[Rows contained in a dataset]
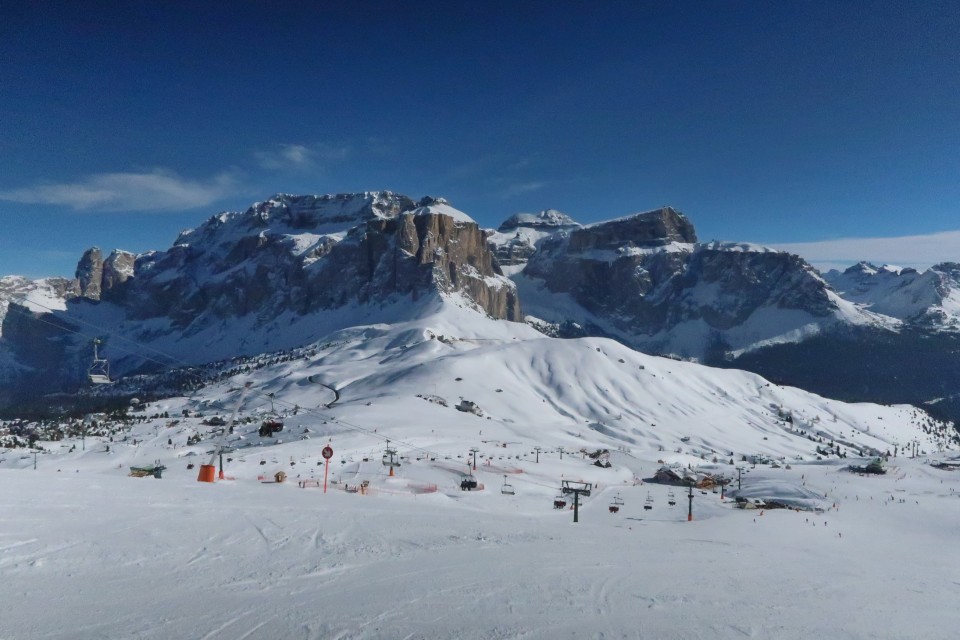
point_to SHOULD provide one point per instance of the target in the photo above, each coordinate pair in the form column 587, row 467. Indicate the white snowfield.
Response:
column 86, row 551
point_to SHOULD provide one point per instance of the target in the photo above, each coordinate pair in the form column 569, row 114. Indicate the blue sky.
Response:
column 783, row 123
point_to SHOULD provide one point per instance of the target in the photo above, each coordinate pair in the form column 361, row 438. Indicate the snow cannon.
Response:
column 207, row 473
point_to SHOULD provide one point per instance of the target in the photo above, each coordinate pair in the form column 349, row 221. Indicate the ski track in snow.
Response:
column 87, row 552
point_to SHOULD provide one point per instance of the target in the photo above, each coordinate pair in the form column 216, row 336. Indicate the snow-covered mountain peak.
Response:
column 547, row 220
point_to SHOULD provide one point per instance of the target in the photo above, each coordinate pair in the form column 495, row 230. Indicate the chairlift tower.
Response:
column 390, row 458
column 474, row 451
column 577, row 489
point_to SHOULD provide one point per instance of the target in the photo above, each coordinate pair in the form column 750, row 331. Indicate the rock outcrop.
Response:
column 515, row 241
column 243, row 281
column 645, row 280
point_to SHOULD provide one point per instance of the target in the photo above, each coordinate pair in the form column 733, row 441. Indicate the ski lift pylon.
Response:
column 616, row 504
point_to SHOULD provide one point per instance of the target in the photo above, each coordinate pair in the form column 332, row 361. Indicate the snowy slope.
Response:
column 928, row 298
column 414, row 557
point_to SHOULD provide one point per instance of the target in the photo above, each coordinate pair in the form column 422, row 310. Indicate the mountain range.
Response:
column 292, row 269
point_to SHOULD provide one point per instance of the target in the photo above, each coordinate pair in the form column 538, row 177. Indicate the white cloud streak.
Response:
column 158, row 190
column 919, row 252
column 299, row 156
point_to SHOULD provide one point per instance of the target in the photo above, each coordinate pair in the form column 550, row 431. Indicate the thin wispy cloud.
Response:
column 918, row 251
column 521, row 188
column 283, row 157
column 157, row 190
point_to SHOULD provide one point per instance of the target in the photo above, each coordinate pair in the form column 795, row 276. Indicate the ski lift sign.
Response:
column 327, row 453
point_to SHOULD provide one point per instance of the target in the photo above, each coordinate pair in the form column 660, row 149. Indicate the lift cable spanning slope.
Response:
column 369, row 431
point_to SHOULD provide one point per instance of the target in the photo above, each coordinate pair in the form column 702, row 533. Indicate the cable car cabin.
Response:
column 99, row 371
column 616, row 504
column 270, row 426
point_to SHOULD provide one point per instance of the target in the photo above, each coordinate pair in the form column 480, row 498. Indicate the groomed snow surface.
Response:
column 86, row 551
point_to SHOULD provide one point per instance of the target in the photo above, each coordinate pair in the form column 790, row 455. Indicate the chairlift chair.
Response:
column 99, row 371
column 616, row 504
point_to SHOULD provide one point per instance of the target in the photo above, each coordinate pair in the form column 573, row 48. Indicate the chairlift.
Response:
column 616, row 504
column 99, row 371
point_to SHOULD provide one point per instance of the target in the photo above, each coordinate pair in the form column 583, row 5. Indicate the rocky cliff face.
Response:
column 515, row 241
column 645, row 280
column 243, row 275
column 928, row 300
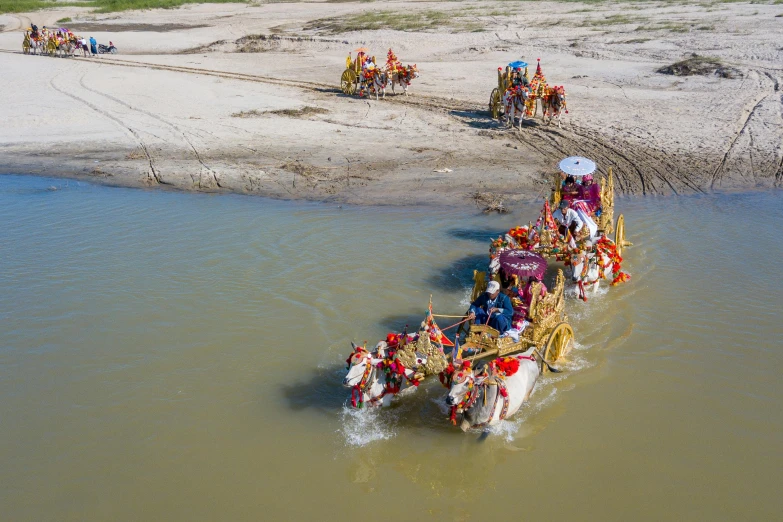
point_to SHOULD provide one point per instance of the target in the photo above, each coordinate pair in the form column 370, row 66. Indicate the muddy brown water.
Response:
column 171, row 356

◆ **OBJECTIVE**: Can you reproduce the rows above word for word, starting with the line that contains "muddy brown water." and continuing through the end of the rows, both ends included?

◆ **THE SOLUTION**:
point_to SHOULD provide one point per instance of the target in the photo above, each coordinate pair in the form column 370, row 66. Indicate the muddy brown water.
Response:
column 171, row 356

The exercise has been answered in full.